### Location annotation dataset excerpts
-- START --
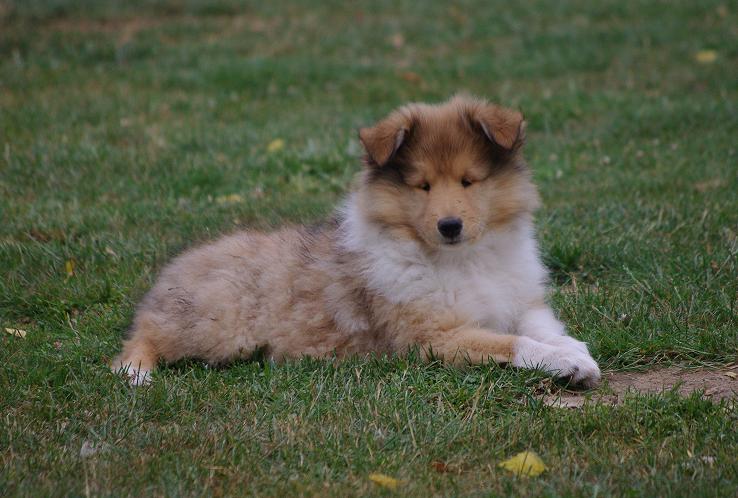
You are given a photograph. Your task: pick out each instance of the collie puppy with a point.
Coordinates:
(433, 250)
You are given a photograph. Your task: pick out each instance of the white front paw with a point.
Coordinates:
(580, 368)
(562, 362)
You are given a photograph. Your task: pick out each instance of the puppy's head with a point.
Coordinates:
(446, 174)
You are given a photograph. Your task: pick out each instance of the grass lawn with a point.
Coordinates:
(131, 130)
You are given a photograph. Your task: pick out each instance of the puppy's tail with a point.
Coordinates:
(137, 359)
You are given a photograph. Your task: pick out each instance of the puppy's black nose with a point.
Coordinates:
(450, 227)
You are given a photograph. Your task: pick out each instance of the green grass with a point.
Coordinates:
(122, 123)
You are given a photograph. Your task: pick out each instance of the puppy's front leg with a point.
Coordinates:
(539, 325)
(477, 345)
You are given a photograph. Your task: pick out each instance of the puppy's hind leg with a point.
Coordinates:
(138, 357)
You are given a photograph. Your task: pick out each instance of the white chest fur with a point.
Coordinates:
(491, 281)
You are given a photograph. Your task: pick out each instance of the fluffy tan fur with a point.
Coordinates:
(307, 291)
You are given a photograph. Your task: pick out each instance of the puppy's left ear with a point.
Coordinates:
(504, 127)
(382, 141)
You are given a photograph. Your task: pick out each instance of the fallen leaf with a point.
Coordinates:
(275, 145)
(411, 77)
(16, 332)
(90, 448)
(705, 56)
(397, 40)
(384, 480)
(524, 464)
(228, 199)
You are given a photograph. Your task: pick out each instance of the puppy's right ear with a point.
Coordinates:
(382, 141)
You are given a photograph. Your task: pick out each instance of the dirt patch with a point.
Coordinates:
(714, 385)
-- END --
### Your goal
Convert the lines of all the rows above into a JSON list of strings, one string per line, omitting blank lines. Leave the pictures out.

### The result
[
  "You are given a photograph. Your task: pick out each instance of the collie puppy with a point.",
  "Coordinates:",
  "(433, 250)",
  "You are given a photograph. Your task: pick out each instance of the white front paw with a point.",
  "Coordinates:",
  "(580, 368)",
  "(562, 362)",
  "You are given a photograph. Your task: pick out each instance of the puppy's head with a point.",
  "Coordinates:",
  "(446, 174)",
  "You are given a photograph. Your task: pick out each instance of the grass lawn with a point.",
  "Coordinates:",
  "(131, 130)",
  "You are given a photograph. Your task: pick out each instance of the puppy's tail with a point.",
  "Coordinates:",
  "(137, 359)",
  "You are given a photograph. Your task: pick out each instance of the puppy's black nose with a point.",
  "Coordinates:",
  "(450, 227)",
  "You are given a photograph. Your task: pick out each instance of the green grass with a point.",
  "Coordinates:",
  "(122, 123)",
  "You are given a photograph. Your task: pick out each instance of the puppy's front leg with a point.",
  "Coordinates:",
  "(539, 325)",
  "(477, 345)",
  "You are given a photograph. Your task: pick out each instance of the puppy's hind leg with a point.",
  "Coordinates:",
  "(138, 357)",
  "You are given a photograph. Your task: pick out each instance of the white chest fur with a point.",
  "Coordinates:",
  "(491, 281)",
  "You are given a photograph. Your task: pick out each instance of the fluffy tan fur with a point.",
  "Coordinates:",
  "(307, 291)",
  "You are given a photograph. Your task: pick out each instance of the puppy's left ear with a point.",
  "Coordinates:",
  "(504, 127)",
  "(382, 141)",
  "You are given a photograph. Your task: pick out each instance of the fallen leaf with a point.",
  "Coordinates:",
  "(275, 145)",
  "(411, 77)",
  "(16, 332)",
  "(90, 448)",
  "(705, 56)",
  "(397, 40)",
  "(384, 480)",
  "(524, 464)",
  "(228, 199)",
  "You are given a photograph. Your task: pick out each instance of the puppy's right ear with a point.",
  "Coordinates:",
  "(382, 141)",
  "You are given a photograph. Your task: pick out each instance of the dirt patch with a point.",
  "Coordinates:",
  "(714, 385)"
]